>> begin Passage
We value our available-for-sale short-term investments based on pricing from third party pricing vendors, who may use quoted prices in active markets for identical assets (Level 1 inputs) or inputs other than quoted prices that are observable either directly or indirectly (Level 2 inputs) in determining fair value. We classify all of our fixed income available-for-sale securities as having Level 2 inputs. The valuation techniques used to measure the fair value of our financial instruments having Level 2 inputs were derived from non-binding market consensus prices that are corroborated by observable market data, quoted market prices for similar instruments, or pricing models, such as discounted cash flow techniques. We believe all of these sources reflect the credit risk associated with each of our available-for-sale short-term investments. Short-term investments available-for-sale consists of debt securities issued by states of the U.S. and political subdivisions of the U.S., corporate debt securities and debt securities issued by U.S. government organizations and agencies. All of our short-term investments available-for-sale have contractual maturities of less than 60 months.  

  

Derivatives include foreign currency forward and option contracts. Our foreign currency forward contracts are valued using an income approach (Level 2) based on the spot rate less the contract rate multiplied by the notional amount. Our foreign currency option contracts are valued using a market approach based on the quoted market prices which are derived from observable inputs including current and future spot rates, interest rate spreads as well as quoted market prices of similar instruments. We consider counterparty credit risk in the valuation of our derivatives. However, counterparty credit risk did not impact the valuation of our derivatives during the six month period ended June 30, 2017. There were no transfers in or out of Level 1 or Level 2 during the six month period ended June 30, 2017.  

  

As of June 30, 2017, our short-term investments did not include sovereign debt from any country other than the United States. 

  

We did not have any items that were measured at fair value on a nonrecurring basis at June 30, 2017 and December 31, 2016. The carrying value of net accounts receivable, accounts payable, and long-term debt contained in the Consolidated Balance Sheets approximates fair value.

 

Note 5 – Derivative instruments and hedging activities  

  

We recognize all of our derivative instruments as either assets or liabilities in our statement of financial position at fair value. The accounting for changes in the fair value (i.e., gains or losses) of a derivative instrument depends on whether it has been designated and qualifies as part of a hedging relationship and further, on the type of hedging relationship. For those derivative instruments that are designated and qualify as hedging instruments, we designate the hedging instrument, based upon the exposure being hedged, as a fair value hedge, cash flow hedge, or a hedge of a net investment in a foreign operation.

   

11


 

We have operations in over 50 countries. Sales outside of the Americas accounted for approximately 62% and 63% of our net sales during the three month periods ended June 30, 2017 and 2016, respectively, and approximately 61% and 62% of our net sales during the six month periods ended June 30, 2017 and 2016, respectively. Our activities expose us to a variety of market risks, including the effects of changes in foreign currency exchange rates. These financial risks are monitored and managed by us as an integral part of our overall risk management program.
>> end Passage
>> begin Provided data
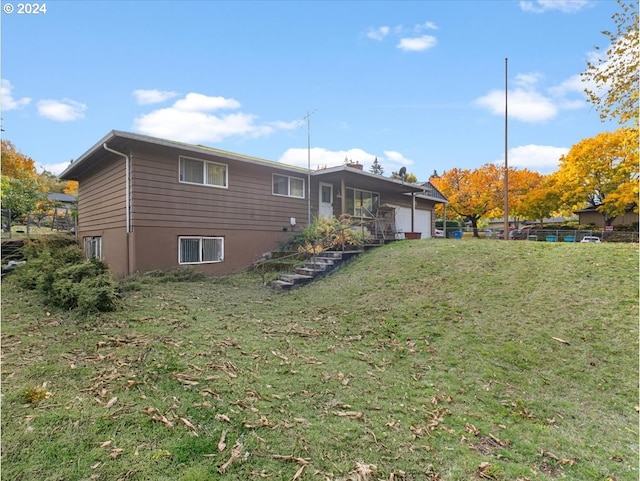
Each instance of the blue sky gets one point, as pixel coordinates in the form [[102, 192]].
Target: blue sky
[[418, 84]]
>> end Provided data
## Written task 1
According to the passage on fair value and derivatives, what contractual maturities do all of the company's available-for-sale short-term investments have?
## Written task 2
Carry on the passage on fair value and derivatives from the point where it stops.

## Answer 1
Less than 60 months.

## Answer 2
  

We maintain a foreign currency risk management strategy that uses derivative instruments (foreign currency forward and purchased option contracts) to help protect our earnings and cash flows from fluctuations caused by the volatility in currency exchange rates. Movements in foreign currency exchange rates pose a risk to our operations and competitive position, in that exchange rate changes may affect our profitability and cash flow, and the business or pricing strategies of our non-U.S. based competitors.

   

The vast majority of our foreign sales are denominated in the customers’ local currency. We purchase foreign currency forward and option contracts as hedges of forecasted sales that are denominated in foreign currencies and as hedges of foreign currency denominated financial assets or liabilities. These contracts are entered into to help protect against the risk that the eventual dollar-net-cash inflows resulting from such sales or firm commitments will be adversely affected by changes in exchange rates. We also purchase foreign currency forward contracts as hedges of forecasted expenses that are denominated in foreign currencies. These contracts are entered into to help protect against the risk that the eventual dollar-net-cash outflows resulting from foreign currency operating and cost of sales expenses will be adversely affected by changes in exchange rates.

   

We designate foreign currency forward and purchased option contracts as cash flow hedges of forecasted net sales or forecasted expenses. In addition, we hedge our foreign currency denominated balance sheet exposures using foreign currency forward contracts that are not designated as hedging instruments. None of our derivative instruments contain a credit-risk-related contingent feature.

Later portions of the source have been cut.